*Brano di testo*.
━━━━━━━━━━━━━━━━━━━━━━━━━━━━━━
17 gennaio 2022

"Sono immagini dell'alba" di Marisa Cecchetti

 

 di Luciano Luciani

    Presenza discreta ma tenace nei territori non vastissimi della scrittura di qualità, in prosa e in versi, Marisa Cecchetti ha saputo conservare il dono di una rigorosa fedeltà al proprio mondo. 

       Una condizione questa, che, comunque non ingenera nel Lettore nessuna sensazione di noia o monotonia, perché a ogni antologia di racconti, a ogni silloge poetica, l’Autrice toscana riesce a sorprenderti sempre: ora aggiungendo non poche originali nuance al proprio discorso poetico; ora illuminando di nuova luce talune zone della percezione rimaste in ombra, ora rendendo più ficcanti, incisive e civilmente impegnate le incursioni nella memoria. 

        Nella sua più recente raccolta di racconti  Sono immagini dell’alba, Viareggio (Lu), 2021, infatti, non a caso compare in maniera ricorrente il tema del sogno capace di ampliare in maniera significativa sia l’area della narrazione sia quella della coscienza, mentre non viene taciuto il duro prezzo quotidiano che tutti noi stiamo pagando all’attuale tragica recente, novità della pandemia: una dimensione di vita brutale a cui nessuno di noi era preparato e che tutti ha sorpresi e disorientati.
━━━━━━━━━━━━━━━━━━━━━━━━━━━━━━
*Dati da analizzare*.

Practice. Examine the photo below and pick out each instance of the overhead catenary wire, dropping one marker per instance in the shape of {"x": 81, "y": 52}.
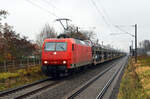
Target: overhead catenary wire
{"x": 100, "y": 13}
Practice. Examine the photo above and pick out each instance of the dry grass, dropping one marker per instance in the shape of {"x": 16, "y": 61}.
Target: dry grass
{"x": 134, "y": 82}
{"x": 20, "y": 77}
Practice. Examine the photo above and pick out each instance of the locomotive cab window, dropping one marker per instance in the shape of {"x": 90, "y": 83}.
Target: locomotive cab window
{"x": 55, "y": 46}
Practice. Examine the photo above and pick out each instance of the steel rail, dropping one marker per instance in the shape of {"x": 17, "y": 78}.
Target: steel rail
{"x": 37, "y": 90}
{"x": 90, "y": 82}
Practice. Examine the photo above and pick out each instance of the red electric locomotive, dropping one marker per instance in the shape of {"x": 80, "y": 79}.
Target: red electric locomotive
{"x": 61, "y": 55}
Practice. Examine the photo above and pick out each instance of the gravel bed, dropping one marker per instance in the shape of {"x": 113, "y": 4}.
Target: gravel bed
{"x": 72, "y": 83}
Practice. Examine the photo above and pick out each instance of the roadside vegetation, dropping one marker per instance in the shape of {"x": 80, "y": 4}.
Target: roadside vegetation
{"x": 135, "y": 82}
{"x": 20, "y": 77}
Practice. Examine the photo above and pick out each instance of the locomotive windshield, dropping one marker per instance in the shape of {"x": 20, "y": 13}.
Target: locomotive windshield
{"x": 55, "y": 46}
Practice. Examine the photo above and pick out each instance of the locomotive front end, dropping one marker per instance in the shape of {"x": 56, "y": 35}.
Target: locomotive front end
{"x": 55, "y": 57}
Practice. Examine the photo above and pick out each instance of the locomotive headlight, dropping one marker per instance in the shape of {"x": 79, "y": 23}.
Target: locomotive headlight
{"x": 45, "y": 62}
{"x": 64, "y": 62}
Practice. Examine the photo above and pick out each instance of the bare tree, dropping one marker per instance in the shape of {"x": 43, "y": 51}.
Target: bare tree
{"x": 46, "y": 32}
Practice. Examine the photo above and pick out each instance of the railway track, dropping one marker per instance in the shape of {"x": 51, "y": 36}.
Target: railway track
{"x": 90, "y": 82}
{"x": 28, "y": 90}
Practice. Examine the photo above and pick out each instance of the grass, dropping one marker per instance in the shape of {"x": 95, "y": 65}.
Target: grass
{"x": 135, "y": 83}
{"x": 20, "y": 77}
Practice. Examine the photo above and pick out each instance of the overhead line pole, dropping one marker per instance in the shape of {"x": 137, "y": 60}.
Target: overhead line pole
{"x": 135, "y": 43}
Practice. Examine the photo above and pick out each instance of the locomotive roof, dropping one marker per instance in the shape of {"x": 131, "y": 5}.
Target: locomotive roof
{"x": 69, "y": 39}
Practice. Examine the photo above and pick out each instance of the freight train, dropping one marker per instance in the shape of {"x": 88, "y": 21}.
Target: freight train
{"x": 61, "y": 56}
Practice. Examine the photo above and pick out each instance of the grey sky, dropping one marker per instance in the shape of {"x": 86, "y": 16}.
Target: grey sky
{"x": 28, "y": 19}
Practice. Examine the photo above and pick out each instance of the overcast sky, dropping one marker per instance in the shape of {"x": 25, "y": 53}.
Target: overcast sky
{"x": 29, "y": 16}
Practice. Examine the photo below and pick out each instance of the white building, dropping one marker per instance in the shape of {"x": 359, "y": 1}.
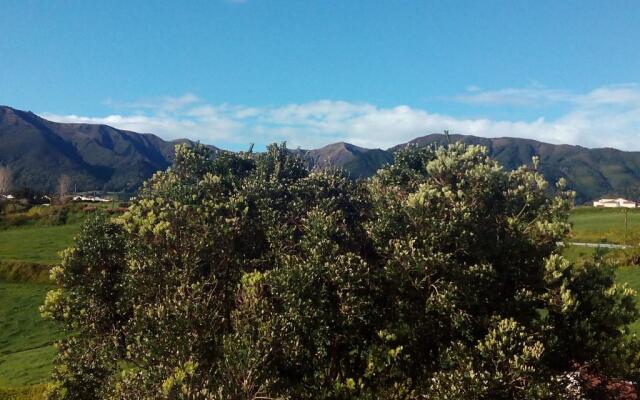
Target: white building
{"x": 90, "y": 198}
{"x": 615, "y": 203}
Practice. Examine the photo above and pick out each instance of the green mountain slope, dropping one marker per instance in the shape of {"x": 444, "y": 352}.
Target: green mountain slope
{"x": 99, "y": 157}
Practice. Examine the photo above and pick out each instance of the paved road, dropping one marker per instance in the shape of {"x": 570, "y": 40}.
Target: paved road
{"x": 603, "y": 245}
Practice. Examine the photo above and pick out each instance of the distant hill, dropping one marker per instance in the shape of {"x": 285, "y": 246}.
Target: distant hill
{"x": 96, "y": 157}
{"x": 99, "y": 157}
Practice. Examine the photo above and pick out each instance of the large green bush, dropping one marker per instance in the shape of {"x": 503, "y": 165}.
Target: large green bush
{"x": 244, "y": 276}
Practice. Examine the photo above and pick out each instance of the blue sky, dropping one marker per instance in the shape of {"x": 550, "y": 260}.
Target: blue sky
{"x": 374, "y": 73}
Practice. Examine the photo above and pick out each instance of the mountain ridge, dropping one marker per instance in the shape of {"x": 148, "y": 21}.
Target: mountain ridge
{"x": 101, "y": 157}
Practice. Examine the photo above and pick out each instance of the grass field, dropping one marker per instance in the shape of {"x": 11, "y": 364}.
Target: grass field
{"x": 605, "y": 225}
{"x": 26, "y": 340}
{"x": 631, "y": 275}
{"x": 38, "y": 244}
{"x": 26, "y": 350}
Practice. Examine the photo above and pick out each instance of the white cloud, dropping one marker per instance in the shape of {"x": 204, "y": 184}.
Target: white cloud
{"x": 608, "y": 116}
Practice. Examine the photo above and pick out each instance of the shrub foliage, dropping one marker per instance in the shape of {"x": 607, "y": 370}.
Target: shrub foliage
{"x": 245, "y": 276}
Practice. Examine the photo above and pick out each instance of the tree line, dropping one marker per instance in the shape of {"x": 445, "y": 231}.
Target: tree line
{"x": 246, "y": 276}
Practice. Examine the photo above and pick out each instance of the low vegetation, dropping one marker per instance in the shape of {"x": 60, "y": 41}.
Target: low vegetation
{"x": 245, "y": 276}
{"x": 26, "y": 341}
{"x": 26, "y": 350}
{"x": 605, "y": 225}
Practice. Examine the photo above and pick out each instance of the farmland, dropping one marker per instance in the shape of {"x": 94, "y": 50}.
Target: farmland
{"x": 605, "y": 225}
{"x": 26, "y": 341}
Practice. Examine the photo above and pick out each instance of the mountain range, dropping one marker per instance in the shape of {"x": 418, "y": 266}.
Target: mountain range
{"x": 100, "y": 157}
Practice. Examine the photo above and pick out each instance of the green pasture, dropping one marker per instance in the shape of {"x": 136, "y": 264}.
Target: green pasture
{"x": 605, "y": 225}
{"x": 36, "y": 244}
{"x": 26, "y": 340}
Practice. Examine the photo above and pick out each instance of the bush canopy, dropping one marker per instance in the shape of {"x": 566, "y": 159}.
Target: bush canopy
{"x": 246, "y": 276}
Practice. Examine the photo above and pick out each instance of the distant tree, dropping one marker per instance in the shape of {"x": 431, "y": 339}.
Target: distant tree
{"x": 245, "y": 276}
{"x": 64, "y": 185}
{"x": 5, "y": 180}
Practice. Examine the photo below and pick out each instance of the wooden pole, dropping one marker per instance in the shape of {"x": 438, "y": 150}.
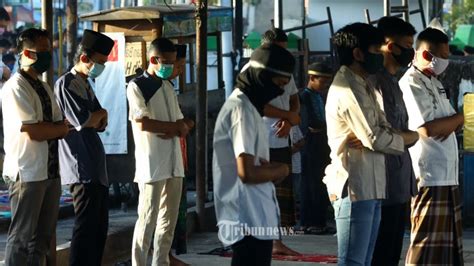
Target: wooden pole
{"x": 71, "y": 18}
{"x": 47, "y": 24}
{"x": 201, "y": 111}
{"x": 60, "y": 46}
{"x": 386, "y": 7}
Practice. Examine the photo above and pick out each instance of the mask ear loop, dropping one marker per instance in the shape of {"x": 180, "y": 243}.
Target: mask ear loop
{"x": 27, "y": 53}
{"x": 154, "y": 60}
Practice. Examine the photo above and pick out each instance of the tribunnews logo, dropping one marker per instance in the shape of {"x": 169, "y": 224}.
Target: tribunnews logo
{"x": 231, "y": 230}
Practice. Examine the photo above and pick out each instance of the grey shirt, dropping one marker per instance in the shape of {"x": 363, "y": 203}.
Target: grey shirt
{"x": 401, "y": 182}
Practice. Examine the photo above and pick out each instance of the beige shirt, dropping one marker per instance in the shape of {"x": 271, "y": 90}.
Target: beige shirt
{"x": 352, "y": 107}
{"x": 435, "y": 162}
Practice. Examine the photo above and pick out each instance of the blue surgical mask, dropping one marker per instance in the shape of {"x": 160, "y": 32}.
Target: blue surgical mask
{"x": 96, "y": 70}
{"x": 165, "y": 71}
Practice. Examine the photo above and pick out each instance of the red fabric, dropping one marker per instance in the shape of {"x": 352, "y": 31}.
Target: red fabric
{"x": 183, "y": 152}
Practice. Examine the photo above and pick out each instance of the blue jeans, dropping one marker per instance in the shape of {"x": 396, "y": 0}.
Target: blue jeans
{"x": 357, "y": 228}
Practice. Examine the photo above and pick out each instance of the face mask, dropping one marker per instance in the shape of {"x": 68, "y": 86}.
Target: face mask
{"x": 405, "y": 57}
{"x": 43, "y": 62}
{"x": 438, "y": 65}
{"x": 96, "y": 70}
{"x": 165, "y": 71}
{"x": 372, "y": 62}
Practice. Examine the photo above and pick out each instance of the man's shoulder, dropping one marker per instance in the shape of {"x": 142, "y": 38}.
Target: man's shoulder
{"x": 145, "y": 80}
{"x": 15, "y": 82}
{"x": 65, "y": 79}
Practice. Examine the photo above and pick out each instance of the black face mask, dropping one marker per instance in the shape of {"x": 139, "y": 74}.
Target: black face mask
{"x": 257, "y": 84}
{"x": 405, "y": 57}
{"x": 372, "y": 62}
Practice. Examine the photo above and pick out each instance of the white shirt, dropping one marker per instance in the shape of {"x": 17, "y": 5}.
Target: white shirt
{"x": 240, "y": 129}
{"x": 296, "y": 135}
{"x": 281, "y": 102}
{"x": 435, "y": 162}
{"x": 156, "y": 158}
{"x": 352, "y": 107}
{"x": 21, "y": 105}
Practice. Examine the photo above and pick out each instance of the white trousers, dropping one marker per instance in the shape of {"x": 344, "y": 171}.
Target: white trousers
{"x": 158, "y": 205}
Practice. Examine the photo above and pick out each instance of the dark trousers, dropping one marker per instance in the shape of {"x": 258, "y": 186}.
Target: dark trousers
{"x": 90, "y": 225}
{"x": 390, "y": 238}
{"x": 35, "y": 208}
{"x": 284, "y": 190}
{"x": 314, "y": 195}
{"x": 251, "y": 251}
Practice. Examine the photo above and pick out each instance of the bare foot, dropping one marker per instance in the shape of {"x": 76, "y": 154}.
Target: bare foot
{"x": 281, "y": 249}
{"x": 177, "y": 262}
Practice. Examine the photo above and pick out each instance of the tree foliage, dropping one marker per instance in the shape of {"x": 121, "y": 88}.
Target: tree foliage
{"x": 460, "y": 14}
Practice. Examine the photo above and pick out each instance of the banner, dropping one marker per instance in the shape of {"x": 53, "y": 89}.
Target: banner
{"x": 111, "y": 92}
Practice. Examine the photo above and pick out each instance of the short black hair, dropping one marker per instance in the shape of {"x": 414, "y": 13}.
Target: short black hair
{"x": 4, "y": 14}
{"x": 395, "y": 27}
{"x": 469, "y": 49}
{"x": 162, "y": 45}
{"x": 356, "y": 35}
{"x": 8, "y": 57}
{"x": 4, "y": 43}
{"x": 80, "y": 51}
{"x": 274, "y": 35}
{"x": 27, "y": 38}
{"x": 431, "y": 36}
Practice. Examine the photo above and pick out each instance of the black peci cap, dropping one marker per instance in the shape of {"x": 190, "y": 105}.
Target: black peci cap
{"x": 97, "y": 42}
{"x": 320, "y": 69}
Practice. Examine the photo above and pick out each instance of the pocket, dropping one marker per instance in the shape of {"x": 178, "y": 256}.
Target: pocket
{"x": 336, "y": 205}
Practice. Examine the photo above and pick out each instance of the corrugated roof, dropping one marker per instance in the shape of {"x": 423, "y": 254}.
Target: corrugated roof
{"x": 145, "y": 12}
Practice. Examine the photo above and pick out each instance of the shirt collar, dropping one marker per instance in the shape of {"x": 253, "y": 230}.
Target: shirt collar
{"x": 428, "y": 81}
{"x": 347, "y": 71}
{"x": 85, "y": 82}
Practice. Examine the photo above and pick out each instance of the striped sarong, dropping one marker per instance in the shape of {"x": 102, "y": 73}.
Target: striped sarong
{"x": 436, "y": 227}
{"x": 284, "y": 190}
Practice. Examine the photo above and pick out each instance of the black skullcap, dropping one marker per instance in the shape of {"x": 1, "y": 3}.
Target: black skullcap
{"x": 97, "y": 42}
{"x": 320, "y": 69}
{"x": 273, "y": 58}
{"x": 469, "y": 49}
{"x": 181, "y": 51}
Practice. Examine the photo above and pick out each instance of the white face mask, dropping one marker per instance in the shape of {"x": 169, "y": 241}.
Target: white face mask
{"x": 438, "y": 65}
━━━━━━━━━━━━━━━━━━━━━━━━━━━━━━
Secondo il brano, in quali modi l'Autrice riesce a sorprendere a ogni nuova raccolta? Elencali tutti. Per rispondere basta il brano, senza cercare altrove.

- aggiungendo non poche originali nuance al proprio discorso poetico
- illuminando di nuova luce talune zone della percezione rimaste in ombra
- rendendo più ficcanti, incisive e civilmente impegnate le incursioni nella memoria